**WHAT NEEDS TO BE DONE:** All of the data is to be copied word for word.

Dataset entries:
■ ■ ■ ■ ■
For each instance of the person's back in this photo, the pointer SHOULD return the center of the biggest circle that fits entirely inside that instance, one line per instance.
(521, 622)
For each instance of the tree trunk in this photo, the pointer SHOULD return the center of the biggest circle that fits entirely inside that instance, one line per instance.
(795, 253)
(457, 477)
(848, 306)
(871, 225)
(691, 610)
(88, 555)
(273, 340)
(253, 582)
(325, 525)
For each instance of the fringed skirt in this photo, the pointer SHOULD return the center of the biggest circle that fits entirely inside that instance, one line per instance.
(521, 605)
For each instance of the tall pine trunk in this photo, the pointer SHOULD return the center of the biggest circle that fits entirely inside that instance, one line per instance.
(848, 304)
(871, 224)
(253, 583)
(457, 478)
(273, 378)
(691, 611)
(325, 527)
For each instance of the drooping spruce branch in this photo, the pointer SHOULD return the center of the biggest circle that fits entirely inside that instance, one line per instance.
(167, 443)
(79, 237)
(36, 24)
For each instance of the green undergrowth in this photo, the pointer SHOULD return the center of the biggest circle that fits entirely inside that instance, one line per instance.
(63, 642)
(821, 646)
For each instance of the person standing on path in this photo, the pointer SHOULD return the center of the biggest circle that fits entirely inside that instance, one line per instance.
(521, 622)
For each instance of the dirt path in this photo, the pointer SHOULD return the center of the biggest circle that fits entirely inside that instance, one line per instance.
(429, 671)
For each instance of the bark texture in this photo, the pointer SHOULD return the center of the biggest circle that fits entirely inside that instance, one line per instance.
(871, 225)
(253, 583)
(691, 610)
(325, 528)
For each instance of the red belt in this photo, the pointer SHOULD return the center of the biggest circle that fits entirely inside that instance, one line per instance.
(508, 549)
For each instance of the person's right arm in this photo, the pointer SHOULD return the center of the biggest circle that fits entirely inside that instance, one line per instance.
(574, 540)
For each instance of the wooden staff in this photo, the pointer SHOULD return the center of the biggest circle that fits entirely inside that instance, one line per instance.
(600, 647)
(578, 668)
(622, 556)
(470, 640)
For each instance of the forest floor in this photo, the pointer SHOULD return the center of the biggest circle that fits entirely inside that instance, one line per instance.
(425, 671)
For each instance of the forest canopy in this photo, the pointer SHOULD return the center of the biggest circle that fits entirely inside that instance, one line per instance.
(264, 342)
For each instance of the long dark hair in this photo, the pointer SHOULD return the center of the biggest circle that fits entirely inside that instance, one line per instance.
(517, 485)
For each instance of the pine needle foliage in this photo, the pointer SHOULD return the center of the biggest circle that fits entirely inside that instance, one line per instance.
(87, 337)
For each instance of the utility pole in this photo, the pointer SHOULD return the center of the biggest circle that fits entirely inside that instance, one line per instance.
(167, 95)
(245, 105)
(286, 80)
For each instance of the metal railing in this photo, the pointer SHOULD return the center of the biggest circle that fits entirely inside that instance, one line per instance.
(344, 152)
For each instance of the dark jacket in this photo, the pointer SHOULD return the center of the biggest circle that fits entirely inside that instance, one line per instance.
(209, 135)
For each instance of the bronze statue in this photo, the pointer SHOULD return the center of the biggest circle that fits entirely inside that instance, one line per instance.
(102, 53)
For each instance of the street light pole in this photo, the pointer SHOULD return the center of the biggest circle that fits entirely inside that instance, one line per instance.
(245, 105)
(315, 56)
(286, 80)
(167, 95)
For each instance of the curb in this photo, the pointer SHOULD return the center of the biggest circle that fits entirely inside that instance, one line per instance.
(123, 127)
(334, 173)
■ ■ ■ ■ ■
**ANSWER FOR THE TASK:**
For each instance of the person's back in this photo, the pointer SHOULD return the center of the biggest circle that fits entirely inside that instance, one line per instance.
(521, 622)
For each instance of the tree trunk in this photo, the pointer SHOULD return the center of the biggest circle that fits entirely inside that instance, one line per instance.
(795, 253)
(457, 477)
(848, 306)
(871, 225)
(691, 610)
(88, 555)
(273, 340)
(253, 582)
(325, 525)
For each instance of the fringed skirt in this photo, the pointer SHOULD return the center of the biggest circle that fits entirely inside that instance, one line per instance.
(521, 605)
For each instance of the tall pine trunk in this photo, the pointer SHOULD return the center of the biggest circle that fits entirely inside that instance, one line per instance.
(848, 304)
(871, 224)
(253, 583)
(457, 478)
(273, 378)
(691, 611)
(325, 527)
For each instance of the drooping spruce branch in this photo, the pointer SHOULD return the center of the biggest circle that fits entirely inside that instance, one line per instance.
(167, 443)
(79, 237)
(36, 24)
For each instance of the green undergrowth in this photo, the pointer SHOULD return the center of the biggest circle that fits entirely inside that instance, one line per instance.
(63, 642)
(821, 646)
For each instance of the person standing on path in this photo, the pointer SHOULD return the center of the biggest circle that fits entirely inside that instance, one line per instance.
(521, 622)
For each instance of the dirt path in this photo, the pointer SHOULD return the center of the biggest circle that fits entirely inside that instance, one line per instance.
(429, 671)
For each instance of the bark texture in this photo, the pointer SHOULD return the center of the biggest circle that fits entirely inside that instance, one line per instance.
(871, 225)
(253, 583)
(691, 610)
(325, 528)
For each instance of the red belt in this photo, the pointer SHOULD return the center of the biggest circle that fits entirely inside that instance, one line per instance.
(508, 549)
For each instance of the person's right arm in this photo, the pointer SHOULD return the center of the biggest circle that fits entirely inside that instance, one line per instance.
(574, 540)
For each instance of the wooden staff in this photo, the pointer SHOULD return the center of the biggest circle that fits entirely inside that instance, one line per instance.
(600, 647)
(578, 668)
(622, 556)
(470, 640)
For each instance of the forest floor in this photo, the pointer SHOULD return the center of the biggest circle that fits entirely inside that instance, one line per instance.
(425, 671)
For each instance of the forest canopy in this photo, the pointer SHOULD return the center of the biggest circle that fits entirely inside that instance, one line per instance.
(264, 342)
For each instance of the long dark hair in this photo, the pointer SHOULD return the center of the biggest circle that fits entirely inside that instance, one line per instance.
(517, 485)
For each instance of the pine needle foliage in this photo, the pointer SHOULD return the center of the biggest circle that fits entirely inside that instance, one line per instance.
(87, 337)
For each instance of the utility pole in this photo, the pointer SHOULD return the center of the biggest circle that fits entirely inside that instance, one line per instance.
(167, 95)
(245, 105)
(286, 80)
For each instance of the metal railing in this photo, the pointer SHOULD return the center of the biggest circle that fits entirely inside that instance, one line per instance.
(344, 152)
For each instance of the dark jacket in this photo, the pointer SHOULD return the center of the biggest circle that fits entirely inside that instance, one line per instance.
(209, 135)
For each instance of the bronze statue in this photo, the pointer SHOULD return the center of the biggest circle that fits entirely inside that instance, one line per instance.
(102, 53)
For each instance of the street light pole in this photo, the pointer SHOULD return the center of the biggest circle that fits entirely inside that instance, one line per instance.
(245, 105)
(315, 56)
(286, 80)
(167, 95)
For each instance of the curb in this photo, the pointer SHOULD return the center of the biggest circle that fits entirely inside that instance, one line per instance.
(123, 127)
(334, 173)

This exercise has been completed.